# What you need to do
Find the word "sunlit" in the listing. Copy out each line where it occurs.

# Record set
----------
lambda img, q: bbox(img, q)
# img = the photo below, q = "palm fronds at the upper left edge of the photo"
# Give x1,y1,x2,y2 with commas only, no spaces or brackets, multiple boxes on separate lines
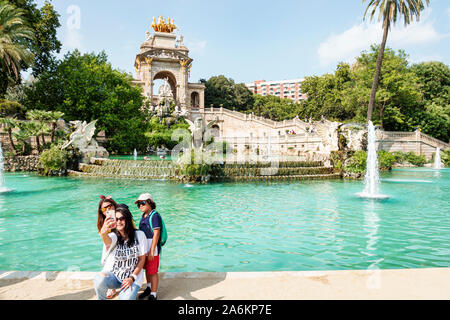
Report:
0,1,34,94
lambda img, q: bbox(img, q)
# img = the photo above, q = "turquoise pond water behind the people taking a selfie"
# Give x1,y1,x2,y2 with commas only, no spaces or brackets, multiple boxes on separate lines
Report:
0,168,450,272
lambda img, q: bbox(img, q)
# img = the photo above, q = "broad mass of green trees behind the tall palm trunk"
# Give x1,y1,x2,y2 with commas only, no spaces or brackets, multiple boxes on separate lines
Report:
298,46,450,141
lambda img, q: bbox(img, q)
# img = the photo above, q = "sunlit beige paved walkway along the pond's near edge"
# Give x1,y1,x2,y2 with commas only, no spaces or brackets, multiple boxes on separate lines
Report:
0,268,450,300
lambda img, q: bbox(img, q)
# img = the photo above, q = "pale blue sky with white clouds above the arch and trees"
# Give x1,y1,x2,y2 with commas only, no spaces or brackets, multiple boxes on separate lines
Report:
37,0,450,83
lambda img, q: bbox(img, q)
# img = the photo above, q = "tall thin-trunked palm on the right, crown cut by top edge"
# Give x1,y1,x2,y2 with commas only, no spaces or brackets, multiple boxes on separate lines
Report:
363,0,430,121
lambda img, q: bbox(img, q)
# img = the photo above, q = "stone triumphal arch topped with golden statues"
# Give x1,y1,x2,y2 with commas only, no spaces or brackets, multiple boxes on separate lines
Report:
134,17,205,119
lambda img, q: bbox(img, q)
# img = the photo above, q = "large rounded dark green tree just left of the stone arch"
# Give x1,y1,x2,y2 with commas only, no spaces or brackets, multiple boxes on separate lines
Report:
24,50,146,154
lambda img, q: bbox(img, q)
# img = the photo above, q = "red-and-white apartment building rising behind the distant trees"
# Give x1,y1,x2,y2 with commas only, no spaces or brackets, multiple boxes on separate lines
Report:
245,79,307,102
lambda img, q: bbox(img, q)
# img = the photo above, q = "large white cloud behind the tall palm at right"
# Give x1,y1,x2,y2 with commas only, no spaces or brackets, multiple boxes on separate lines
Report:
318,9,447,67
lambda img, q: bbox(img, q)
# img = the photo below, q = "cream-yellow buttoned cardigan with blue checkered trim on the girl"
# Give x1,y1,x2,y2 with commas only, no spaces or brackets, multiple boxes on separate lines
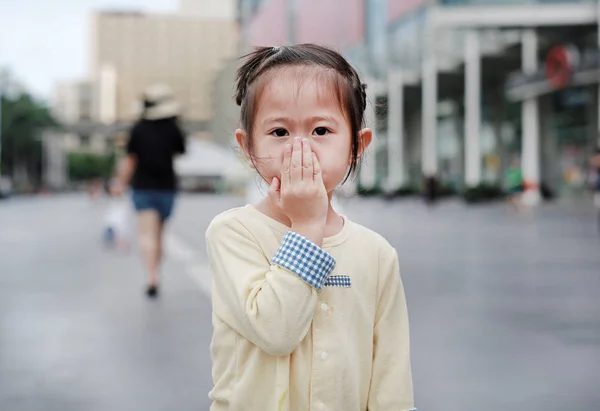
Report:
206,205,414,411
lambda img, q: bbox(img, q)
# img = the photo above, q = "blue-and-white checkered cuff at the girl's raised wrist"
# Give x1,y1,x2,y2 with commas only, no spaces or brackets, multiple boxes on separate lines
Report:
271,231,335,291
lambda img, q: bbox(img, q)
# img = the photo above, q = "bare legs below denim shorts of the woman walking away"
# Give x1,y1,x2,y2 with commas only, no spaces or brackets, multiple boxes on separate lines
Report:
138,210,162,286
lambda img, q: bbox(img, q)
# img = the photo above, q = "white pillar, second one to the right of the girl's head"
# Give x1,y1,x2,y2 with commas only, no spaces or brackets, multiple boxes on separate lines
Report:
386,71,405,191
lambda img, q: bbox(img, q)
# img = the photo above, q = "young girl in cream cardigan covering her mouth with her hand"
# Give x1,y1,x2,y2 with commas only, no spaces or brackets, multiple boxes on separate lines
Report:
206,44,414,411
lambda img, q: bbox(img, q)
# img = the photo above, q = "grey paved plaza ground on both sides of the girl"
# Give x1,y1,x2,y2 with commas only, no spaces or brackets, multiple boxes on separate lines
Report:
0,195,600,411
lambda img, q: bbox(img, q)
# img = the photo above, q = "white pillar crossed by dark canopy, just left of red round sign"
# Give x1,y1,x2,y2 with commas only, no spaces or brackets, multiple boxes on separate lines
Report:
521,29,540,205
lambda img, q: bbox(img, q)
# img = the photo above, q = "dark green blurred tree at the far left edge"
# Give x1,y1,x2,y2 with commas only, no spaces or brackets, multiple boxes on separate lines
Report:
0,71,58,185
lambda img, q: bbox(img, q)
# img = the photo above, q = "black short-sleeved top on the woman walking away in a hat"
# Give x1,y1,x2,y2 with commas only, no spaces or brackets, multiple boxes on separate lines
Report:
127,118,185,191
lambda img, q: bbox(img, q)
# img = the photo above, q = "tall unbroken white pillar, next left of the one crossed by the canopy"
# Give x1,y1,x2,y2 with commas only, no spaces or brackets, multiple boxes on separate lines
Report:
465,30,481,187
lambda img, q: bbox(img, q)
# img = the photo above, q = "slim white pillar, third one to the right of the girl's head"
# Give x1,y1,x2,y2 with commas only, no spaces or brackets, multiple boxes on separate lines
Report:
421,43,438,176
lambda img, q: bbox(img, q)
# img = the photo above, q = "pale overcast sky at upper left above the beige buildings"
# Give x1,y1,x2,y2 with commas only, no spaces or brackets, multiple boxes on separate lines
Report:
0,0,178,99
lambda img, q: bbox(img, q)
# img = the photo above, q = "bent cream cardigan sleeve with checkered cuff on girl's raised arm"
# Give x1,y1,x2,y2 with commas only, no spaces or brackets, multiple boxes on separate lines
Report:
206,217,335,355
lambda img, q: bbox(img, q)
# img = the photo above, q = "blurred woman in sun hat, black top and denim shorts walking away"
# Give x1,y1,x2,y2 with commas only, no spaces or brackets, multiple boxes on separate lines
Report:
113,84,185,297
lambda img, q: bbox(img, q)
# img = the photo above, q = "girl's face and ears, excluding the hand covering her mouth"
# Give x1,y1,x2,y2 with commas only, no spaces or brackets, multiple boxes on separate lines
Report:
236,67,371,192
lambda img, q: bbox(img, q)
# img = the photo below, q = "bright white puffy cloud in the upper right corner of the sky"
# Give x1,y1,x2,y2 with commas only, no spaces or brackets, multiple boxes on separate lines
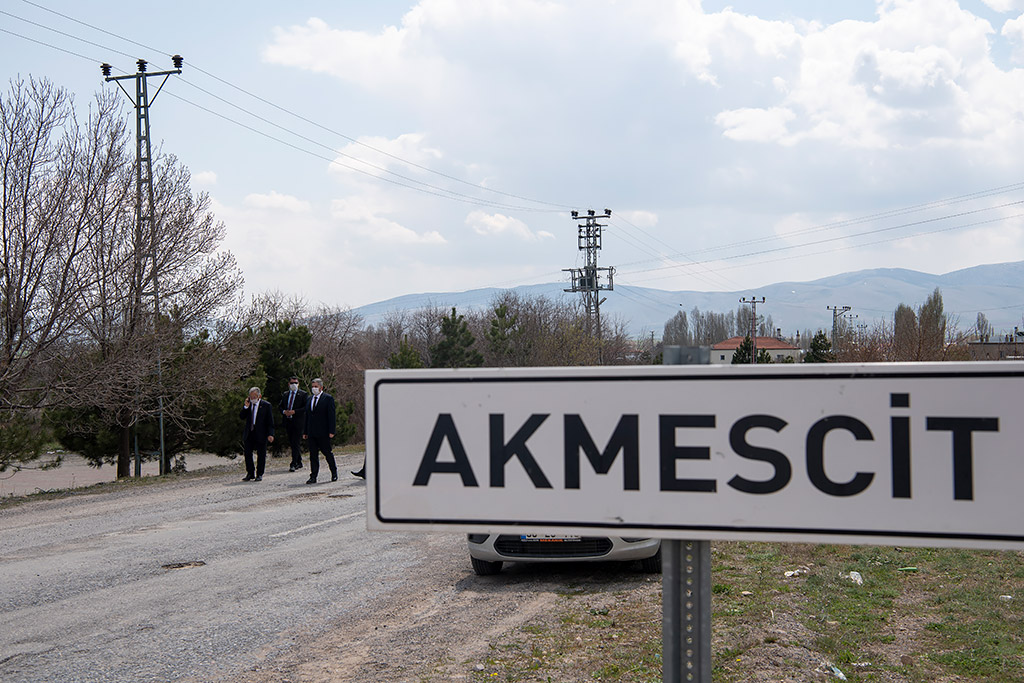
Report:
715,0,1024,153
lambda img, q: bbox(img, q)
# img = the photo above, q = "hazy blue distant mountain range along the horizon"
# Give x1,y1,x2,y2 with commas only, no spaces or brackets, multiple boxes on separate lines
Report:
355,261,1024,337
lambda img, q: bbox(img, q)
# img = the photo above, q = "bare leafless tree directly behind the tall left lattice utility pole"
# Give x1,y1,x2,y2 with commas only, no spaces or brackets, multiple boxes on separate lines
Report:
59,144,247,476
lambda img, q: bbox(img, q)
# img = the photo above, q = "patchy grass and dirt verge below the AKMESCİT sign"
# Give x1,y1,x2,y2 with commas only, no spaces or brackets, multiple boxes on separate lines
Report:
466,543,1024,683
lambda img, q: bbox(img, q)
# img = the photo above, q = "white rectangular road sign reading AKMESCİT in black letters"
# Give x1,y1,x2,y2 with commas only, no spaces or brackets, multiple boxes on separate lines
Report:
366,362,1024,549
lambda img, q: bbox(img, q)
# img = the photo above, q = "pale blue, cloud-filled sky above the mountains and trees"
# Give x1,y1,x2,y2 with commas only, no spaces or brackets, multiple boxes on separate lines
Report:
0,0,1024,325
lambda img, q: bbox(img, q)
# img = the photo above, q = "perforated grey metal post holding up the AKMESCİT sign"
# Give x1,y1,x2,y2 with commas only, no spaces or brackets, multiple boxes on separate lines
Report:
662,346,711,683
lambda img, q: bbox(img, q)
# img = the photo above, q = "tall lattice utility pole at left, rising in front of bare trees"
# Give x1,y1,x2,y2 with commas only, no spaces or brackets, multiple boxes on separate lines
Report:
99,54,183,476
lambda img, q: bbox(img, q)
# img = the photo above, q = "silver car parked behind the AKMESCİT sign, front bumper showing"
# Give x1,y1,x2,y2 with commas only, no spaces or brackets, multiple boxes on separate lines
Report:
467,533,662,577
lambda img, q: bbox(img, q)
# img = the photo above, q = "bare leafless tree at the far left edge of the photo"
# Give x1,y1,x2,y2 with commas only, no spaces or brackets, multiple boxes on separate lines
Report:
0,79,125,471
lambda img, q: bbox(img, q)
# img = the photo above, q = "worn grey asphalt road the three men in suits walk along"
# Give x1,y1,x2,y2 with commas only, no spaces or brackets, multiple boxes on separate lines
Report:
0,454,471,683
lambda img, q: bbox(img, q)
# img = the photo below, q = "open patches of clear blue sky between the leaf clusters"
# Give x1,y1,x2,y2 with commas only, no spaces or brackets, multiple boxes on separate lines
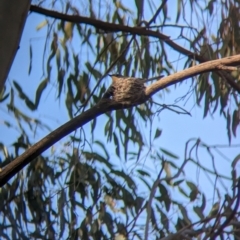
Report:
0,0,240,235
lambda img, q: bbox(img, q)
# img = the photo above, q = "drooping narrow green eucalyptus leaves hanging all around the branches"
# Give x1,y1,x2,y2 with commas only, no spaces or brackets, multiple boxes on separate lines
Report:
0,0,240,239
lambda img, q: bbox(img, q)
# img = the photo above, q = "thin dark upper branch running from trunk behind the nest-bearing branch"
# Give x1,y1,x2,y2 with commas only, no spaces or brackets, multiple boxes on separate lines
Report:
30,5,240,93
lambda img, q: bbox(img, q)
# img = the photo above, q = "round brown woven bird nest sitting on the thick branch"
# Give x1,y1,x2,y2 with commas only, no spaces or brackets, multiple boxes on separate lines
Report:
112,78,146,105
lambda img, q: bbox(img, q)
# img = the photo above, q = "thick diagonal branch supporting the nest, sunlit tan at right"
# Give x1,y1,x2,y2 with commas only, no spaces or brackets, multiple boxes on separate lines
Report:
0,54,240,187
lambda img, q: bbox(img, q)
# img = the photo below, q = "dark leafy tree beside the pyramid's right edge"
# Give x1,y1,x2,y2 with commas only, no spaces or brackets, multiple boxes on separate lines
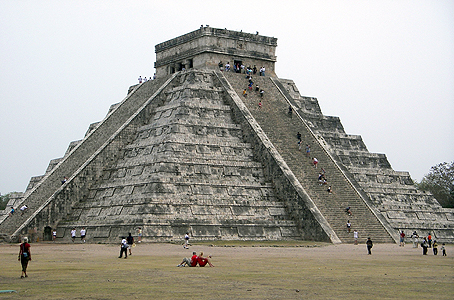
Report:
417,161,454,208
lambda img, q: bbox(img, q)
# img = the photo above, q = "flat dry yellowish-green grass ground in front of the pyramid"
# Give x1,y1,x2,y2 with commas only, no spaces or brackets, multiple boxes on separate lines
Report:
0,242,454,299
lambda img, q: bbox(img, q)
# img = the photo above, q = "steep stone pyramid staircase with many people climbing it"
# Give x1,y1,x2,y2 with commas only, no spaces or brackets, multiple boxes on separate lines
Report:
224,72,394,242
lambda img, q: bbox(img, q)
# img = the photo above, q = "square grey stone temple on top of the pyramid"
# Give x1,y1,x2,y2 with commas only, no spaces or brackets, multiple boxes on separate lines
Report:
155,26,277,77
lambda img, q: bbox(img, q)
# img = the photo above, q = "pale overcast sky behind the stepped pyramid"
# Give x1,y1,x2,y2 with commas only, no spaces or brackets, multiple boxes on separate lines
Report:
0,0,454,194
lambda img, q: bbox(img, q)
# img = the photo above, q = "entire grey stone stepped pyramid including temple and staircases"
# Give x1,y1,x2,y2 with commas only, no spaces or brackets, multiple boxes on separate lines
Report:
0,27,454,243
----------
# Solution
# img = the photo above, q = "sunlit beige paved walkway along the pond's near edge"
# img = the photo above, q = "thick diagonal branch supporting the nest, sunlit tan at right"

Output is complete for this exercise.